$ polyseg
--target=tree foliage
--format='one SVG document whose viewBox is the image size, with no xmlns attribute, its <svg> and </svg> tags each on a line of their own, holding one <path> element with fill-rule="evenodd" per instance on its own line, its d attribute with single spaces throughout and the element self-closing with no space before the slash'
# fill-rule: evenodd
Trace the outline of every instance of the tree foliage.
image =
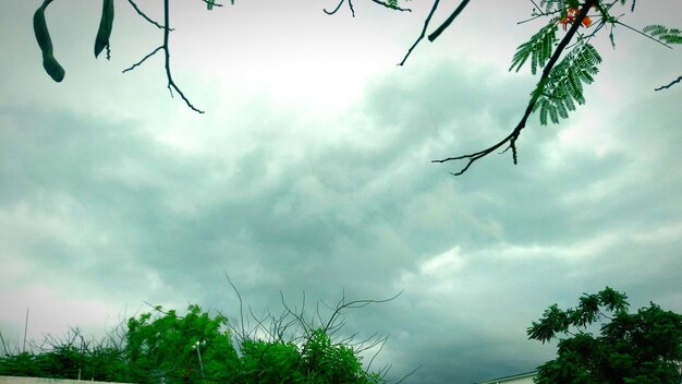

- [GOAL]:
Echo the material above verbatim, leaving out the picture.

- [IN RESPONSE]:
$ polyseg
--target=tree foliage
--format='one SVG document whose viewBox is the image size, with no xmlns attribute, its <svg> and </svg> tags each on a line of their own, holding one <path> element with fill-rule="evenodd" per instance on its own line, its d attribute with single spaces throughout and the element self-closing with no space before the slash'
# fill-rule: evenodd
Trace the outline of every instance of the tree foliage.
image =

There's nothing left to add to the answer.